**What you have to do**:
Answer these questions from the text on hereditary titles.
(a) About how many hereditary peers and baronets are entered on their Rolls, according to the Tatler quotation?
(b) In what year did Sir Norman Robert Pringle marry Florence Madge Vaughan?
(c) What could Sir Steuart Pringle not even use?

**Source text**:
Segment Open
For the purposes of succession, children conceived with donor gametes are regarded as “illegitimate”. This means that they will not succeed to the title or even rights of inheritance. The law is still untested for surrogacy. Tatler observes:

“As there are approximately 3,000 hereditary peers and baronets collectively entered on their respective Rolls, given the increasing prevalence of surrogacy or assisted reproduction in family building, it is likely that some of those families will be taken by surprise on the ramifications upon their title. It is equally plausible that these ramifications may not be appreciated for some time, perhaps after a number of generations.”

This is not hypothetical. Socially acceptable assisted reproduction and DNA testing together could create nightmarish scenarios for the readers of Tatler.

Take the sad case of Simon Pringle, the presumptive 11th baronet of Stichill and the son of Sir Steuart Pringle.

In 2016, he was deprived of his claim in favour of his second cousin, Murray Pringle. Simon’s great-grandfather, Sir Norman Robert Pringle, married Florence Madge Vaughan in 1902. She gave birth to Simon’s grandfather Norman 30 weeks later – prompting whispers within the family. Florence signed a statutory declaration in 1920, after the death of her husband, asserting Norman’s legitimacy. One hundred years on, it appears that she perjured herself.

There was some suggestive documentary evidence but only a DNA test could clarify matters.

Murray therefore approached Sir Steuart for help in a genealogy project to establish the rightful chieftain of the Pringles, an extinguished Scottish clan. Sir Steuart, bamboozled by the technology – he could not even use email — agreed. In a remark which, in retrospect, appears clairvoyant, he said: “your faith in DNA is touching, but what happens when (if?) a male cuckoo enters the nest?”

Murray then used DNA analysis for what appears to have been his true purpose — to establish conclusively that his uncle Norman had been illegitimate. He thereupon applied to succeed to the baronetcy of Stichill. It was an underhanded trick, but the Privy Council declared that it was legal. Norman had never been heredibus masculis de suo corpore, a male heir from his body, as specified in Charles II’s grant in the 17th century. Therefore, the title must go to a descendant of Sir Norman’s second son. (No land or property is attached to the title.)

It must have been devastating for Simon Pringle.
Segment Closed
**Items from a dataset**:
Segment Open
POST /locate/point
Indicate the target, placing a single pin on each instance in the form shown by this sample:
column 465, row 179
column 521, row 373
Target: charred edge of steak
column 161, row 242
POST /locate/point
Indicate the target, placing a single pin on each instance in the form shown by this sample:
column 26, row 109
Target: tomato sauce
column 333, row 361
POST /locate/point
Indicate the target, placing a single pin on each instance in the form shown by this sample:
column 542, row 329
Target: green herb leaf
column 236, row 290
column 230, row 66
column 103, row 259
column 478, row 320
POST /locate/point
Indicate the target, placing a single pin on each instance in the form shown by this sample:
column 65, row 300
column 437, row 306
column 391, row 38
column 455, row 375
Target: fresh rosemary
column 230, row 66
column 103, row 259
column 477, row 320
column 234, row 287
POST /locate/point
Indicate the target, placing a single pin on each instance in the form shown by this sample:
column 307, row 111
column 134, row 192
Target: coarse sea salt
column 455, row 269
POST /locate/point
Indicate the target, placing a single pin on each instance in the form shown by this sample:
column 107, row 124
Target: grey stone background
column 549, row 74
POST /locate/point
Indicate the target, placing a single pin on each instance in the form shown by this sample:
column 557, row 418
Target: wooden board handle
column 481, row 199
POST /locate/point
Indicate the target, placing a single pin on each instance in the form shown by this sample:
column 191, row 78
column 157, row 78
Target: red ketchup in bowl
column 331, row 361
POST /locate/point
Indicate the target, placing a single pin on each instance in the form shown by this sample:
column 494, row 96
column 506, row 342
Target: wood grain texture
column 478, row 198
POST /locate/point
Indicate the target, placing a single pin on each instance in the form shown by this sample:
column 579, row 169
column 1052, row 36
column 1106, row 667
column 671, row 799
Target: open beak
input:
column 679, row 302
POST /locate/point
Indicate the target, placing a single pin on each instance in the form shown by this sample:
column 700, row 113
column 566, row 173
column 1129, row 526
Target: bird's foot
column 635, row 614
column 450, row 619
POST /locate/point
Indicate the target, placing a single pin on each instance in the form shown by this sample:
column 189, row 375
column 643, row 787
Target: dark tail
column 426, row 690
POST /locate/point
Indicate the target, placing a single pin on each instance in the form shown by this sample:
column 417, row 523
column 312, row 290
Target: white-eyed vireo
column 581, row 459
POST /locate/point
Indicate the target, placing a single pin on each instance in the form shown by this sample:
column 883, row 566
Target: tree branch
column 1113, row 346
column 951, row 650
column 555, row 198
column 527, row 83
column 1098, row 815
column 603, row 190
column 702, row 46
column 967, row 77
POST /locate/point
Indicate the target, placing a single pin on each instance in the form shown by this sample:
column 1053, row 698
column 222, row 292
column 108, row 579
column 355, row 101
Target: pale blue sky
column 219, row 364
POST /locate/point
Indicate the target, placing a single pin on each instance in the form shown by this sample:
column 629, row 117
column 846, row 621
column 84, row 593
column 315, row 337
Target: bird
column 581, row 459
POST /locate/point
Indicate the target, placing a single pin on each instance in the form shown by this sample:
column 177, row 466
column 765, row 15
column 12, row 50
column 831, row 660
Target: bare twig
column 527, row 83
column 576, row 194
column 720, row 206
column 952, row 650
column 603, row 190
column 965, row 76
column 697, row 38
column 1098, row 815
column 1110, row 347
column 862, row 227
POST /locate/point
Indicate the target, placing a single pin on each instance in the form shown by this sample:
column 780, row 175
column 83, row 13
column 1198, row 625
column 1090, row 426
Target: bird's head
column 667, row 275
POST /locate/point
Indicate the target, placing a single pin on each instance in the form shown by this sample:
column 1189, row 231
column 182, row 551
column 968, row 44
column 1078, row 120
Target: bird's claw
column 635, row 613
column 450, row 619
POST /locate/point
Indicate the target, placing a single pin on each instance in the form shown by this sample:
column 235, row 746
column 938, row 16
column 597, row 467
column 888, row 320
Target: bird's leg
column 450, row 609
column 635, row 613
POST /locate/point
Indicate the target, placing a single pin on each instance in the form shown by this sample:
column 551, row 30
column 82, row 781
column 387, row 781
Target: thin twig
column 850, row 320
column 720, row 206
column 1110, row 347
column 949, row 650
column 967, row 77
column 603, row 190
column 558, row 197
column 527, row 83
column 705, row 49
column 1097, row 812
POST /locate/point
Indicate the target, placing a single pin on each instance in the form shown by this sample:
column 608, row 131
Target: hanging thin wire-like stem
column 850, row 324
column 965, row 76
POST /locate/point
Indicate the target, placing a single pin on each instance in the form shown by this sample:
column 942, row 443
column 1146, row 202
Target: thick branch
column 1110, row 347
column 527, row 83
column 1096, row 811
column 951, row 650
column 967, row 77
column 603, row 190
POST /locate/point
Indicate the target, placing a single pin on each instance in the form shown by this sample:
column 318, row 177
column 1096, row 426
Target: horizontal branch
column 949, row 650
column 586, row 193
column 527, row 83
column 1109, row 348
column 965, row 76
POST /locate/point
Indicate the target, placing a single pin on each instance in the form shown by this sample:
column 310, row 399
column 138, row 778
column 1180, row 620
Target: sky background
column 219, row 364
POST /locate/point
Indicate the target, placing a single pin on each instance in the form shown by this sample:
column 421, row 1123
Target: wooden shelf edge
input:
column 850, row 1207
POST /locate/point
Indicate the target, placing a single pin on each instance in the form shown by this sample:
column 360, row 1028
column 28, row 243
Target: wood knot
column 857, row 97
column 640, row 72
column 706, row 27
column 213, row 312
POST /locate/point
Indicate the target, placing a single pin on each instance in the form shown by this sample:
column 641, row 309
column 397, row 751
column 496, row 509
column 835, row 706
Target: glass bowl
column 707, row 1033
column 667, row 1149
Segment Closed
**Written solution**:
(a) Approximately 3,000
(b) 1902
(c) Email